### Stated task
Count how many lines of the material below contain the string "boxer", with uppercase and lowercase treated as different. Reply with the number only.

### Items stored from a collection

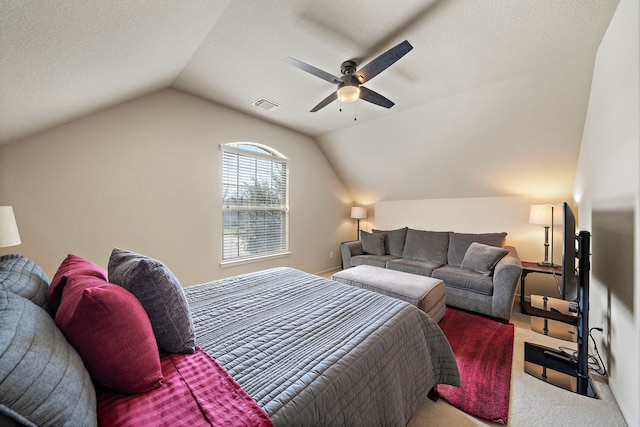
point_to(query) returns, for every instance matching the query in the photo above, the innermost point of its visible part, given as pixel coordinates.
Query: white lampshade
(358, 212)
(9, 235)
(541, 215)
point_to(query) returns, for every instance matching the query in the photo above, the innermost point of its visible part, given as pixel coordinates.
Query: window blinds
(255, 204)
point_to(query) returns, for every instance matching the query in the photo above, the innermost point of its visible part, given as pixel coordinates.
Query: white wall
(479, 215)
(145, 176)
(608, 192)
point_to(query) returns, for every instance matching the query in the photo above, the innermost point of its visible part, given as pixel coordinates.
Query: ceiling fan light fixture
(348, 94)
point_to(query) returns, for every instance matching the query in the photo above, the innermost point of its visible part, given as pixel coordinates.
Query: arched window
(255, 202)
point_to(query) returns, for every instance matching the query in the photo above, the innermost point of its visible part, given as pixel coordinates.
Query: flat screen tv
(569, 290)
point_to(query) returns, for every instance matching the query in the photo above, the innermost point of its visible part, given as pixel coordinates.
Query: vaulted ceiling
(491, 101)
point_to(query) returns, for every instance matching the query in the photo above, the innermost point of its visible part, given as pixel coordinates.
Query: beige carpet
(533, 402)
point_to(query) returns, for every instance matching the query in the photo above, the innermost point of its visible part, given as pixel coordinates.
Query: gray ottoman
(426, 293)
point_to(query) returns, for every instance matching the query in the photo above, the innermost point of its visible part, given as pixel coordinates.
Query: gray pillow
(459, 243)
(372, 243)
(482, 258)
(394, 241)
(426, 245)
(20, 275)
(161, 295)
(42, 378)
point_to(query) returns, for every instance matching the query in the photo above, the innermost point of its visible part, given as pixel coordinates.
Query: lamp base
(547, 264)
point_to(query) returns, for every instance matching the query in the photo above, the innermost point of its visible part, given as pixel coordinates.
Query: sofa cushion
(482, 258)
(464, 279)
(20, 275)
(72, 265)
(161, 295)
(112, 333)
(394, 240)
(42, 378)
(426, 245)
(460, 242)
(414, 266)
(375, 260)
(372, 243)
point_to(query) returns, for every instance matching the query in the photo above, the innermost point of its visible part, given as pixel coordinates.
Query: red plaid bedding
(197, 391)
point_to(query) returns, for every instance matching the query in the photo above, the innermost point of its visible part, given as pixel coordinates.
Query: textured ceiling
(485, 76)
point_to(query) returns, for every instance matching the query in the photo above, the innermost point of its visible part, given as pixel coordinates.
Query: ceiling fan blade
(382, 62)
(315, 71)
(328, 100)
(375, 98)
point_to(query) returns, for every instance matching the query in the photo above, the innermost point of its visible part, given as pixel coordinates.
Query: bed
(304, 349)
(311, 351)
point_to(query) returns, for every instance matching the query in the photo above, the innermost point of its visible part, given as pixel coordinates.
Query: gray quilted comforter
(312, 351)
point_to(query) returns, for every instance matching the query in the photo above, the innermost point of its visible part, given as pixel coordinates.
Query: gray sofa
(480, 273)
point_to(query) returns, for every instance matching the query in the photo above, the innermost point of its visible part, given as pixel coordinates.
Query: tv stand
(552, 365)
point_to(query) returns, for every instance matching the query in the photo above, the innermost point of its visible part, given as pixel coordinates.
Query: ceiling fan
(349, 84)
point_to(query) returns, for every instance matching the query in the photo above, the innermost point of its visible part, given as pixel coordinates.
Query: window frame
(256, 152)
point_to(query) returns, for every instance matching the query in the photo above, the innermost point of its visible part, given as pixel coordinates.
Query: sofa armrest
(349, 249)
(505, 282)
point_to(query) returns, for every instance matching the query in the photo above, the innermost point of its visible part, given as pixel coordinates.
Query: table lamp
(358, 213)
(9, 235)
(547, 216)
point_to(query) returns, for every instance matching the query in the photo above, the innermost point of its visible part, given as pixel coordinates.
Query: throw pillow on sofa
(394, 240)
(372, 243)
(426, 245)
(161, 295)
(460, 242)
(112, 333)
(482, 258)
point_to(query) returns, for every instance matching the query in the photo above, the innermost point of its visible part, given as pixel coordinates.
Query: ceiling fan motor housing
(348, 67)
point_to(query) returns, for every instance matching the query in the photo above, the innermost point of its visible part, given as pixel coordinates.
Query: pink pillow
(71, 266)
(112, 333)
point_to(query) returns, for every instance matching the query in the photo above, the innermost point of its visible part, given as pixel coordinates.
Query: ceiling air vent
(265, 104)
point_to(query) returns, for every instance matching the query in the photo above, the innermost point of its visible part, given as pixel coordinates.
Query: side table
(533, 267)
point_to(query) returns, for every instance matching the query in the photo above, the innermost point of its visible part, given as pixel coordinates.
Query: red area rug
(484, 350)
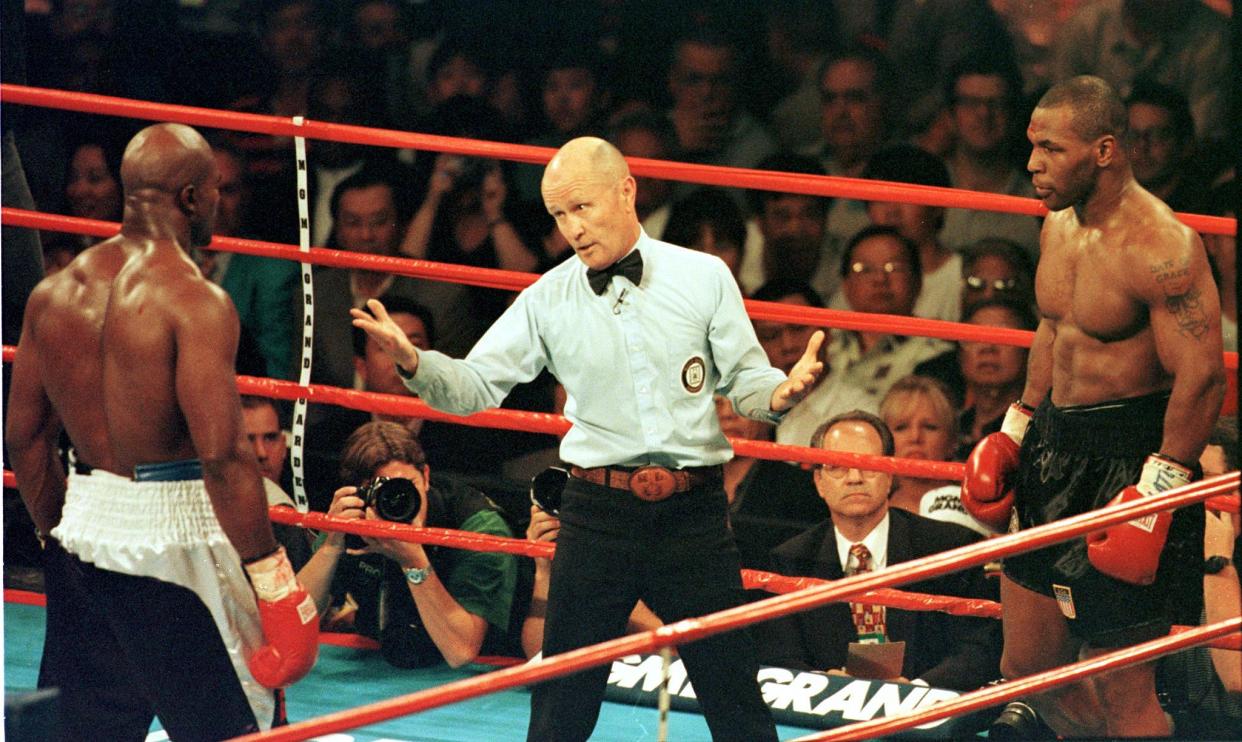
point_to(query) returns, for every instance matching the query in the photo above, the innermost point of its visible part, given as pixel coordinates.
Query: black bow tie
(629, 266)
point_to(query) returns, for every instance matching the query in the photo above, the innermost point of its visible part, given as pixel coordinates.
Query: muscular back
(1123, 300)
(65, 326)
(169, 341)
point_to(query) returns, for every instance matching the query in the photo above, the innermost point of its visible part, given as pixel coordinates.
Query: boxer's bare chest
(1084, 282)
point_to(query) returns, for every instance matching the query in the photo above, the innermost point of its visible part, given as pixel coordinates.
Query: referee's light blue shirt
(639, 363)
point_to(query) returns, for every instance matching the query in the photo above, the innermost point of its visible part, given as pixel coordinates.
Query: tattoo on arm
(1184, 301)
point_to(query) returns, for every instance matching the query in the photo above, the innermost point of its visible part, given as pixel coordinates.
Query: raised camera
(394, 499)
(545, 489)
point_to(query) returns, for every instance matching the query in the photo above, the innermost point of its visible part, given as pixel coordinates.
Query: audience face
(703, 78)
(881, 279)
(376, 369)
(980, 112)
(294, 37)
(734, 425)
(458, 76)
(1153, 147)
(713, 244)
(784, 343)
(991, 364)
(229, 214)
(914, 221)
(919, 430)
(367, 220)
(790, 215)
(92, 189)
(852, 113)
(652, 193)
(991, 276)
(378, 25)
(569, 98)
(848, 491)
(263, 431)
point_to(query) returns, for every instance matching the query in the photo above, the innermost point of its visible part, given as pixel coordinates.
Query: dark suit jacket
(944, 650)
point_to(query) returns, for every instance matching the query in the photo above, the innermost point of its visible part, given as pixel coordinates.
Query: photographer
(424, 604)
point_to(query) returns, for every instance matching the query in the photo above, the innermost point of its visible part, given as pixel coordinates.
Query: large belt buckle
(652, 484)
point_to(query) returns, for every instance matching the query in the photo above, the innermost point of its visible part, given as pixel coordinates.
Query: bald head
(165, 158)
(588, 158)
(589, 192)
(169, 173)
(1096, 106)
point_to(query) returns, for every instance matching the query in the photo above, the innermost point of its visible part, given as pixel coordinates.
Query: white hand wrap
(1016, 420)
(272, 577)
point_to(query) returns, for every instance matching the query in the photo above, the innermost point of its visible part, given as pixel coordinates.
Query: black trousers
(678, 557)
(124, 649)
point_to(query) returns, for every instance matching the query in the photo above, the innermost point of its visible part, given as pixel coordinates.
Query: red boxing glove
(1130, 551)
(986, 490)
(291, 623)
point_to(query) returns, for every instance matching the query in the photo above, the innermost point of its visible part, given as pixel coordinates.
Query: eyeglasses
(1153, 136)
(978, 102)
(375, 223)
(840, 472)
(980, 283)
(889, 267)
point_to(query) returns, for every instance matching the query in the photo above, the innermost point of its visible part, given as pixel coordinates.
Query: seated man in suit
(942, 650)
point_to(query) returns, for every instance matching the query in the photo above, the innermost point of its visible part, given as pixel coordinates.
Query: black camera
(394, 499)
(545, 489)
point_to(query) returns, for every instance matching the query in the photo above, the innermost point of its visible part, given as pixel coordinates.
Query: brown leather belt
(651, 484)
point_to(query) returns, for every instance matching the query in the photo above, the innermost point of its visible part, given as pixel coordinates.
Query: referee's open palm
(390, 338)
(801, 378)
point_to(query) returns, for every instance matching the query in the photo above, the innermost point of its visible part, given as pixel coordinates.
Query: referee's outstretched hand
(801, 378)
(386, 334)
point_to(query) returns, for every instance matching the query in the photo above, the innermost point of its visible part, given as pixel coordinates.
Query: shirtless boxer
(1125, 380)
(131, 352)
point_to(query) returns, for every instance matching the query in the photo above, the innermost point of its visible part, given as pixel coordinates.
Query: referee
(641, 334)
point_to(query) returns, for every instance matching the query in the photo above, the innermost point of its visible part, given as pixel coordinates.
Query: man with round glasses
(863, 533)
(879, 274)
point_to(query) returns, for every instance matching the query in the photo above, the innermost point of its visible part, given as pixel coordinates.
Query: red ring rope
(1032, 684)
(517, 281)
(769, 608)
(826, 185)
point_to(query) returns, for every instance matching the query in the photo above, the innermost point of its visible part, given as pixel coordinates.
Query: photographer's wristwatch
(416, 576)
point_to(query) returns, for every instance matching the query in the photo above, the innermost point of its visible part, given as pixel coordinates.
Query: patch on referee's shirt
(1065, 600)
(693, 374)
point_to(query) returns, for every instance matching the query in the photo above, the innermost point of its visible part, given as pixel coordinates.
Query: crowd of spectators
(923, 92)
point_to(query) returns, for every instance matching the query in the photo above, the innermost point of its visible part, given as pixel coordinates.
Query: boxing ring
(442, 704)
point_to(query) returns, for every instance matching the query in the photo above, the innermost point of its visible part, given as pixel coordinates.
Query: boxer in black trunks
(1128, 377)
(153, 535)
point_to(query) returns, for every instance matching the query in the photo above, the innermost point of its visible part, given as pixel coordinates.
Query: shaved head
(165, 158)
(1097, 108)
(588, 158)
(170, 167)
(590, 193)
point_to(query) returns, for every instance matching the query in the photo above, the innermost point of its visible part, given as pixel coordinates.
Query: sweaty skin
(56, 375)
(169, 337)
(131, 351)
(1127, 297)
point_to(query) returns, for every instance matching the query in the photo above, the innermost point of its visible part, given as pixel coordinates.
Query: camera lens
(545, 489)
(396, 500)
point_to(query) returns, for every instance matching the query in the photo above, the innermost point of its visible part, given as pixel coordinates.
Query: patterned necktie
(629, 266)
(868, 618)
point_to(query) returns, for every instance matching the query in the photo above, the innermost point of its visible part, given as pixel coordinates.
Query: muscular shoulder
(1159, 249)
(929, 536)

### Solution to this exercise
3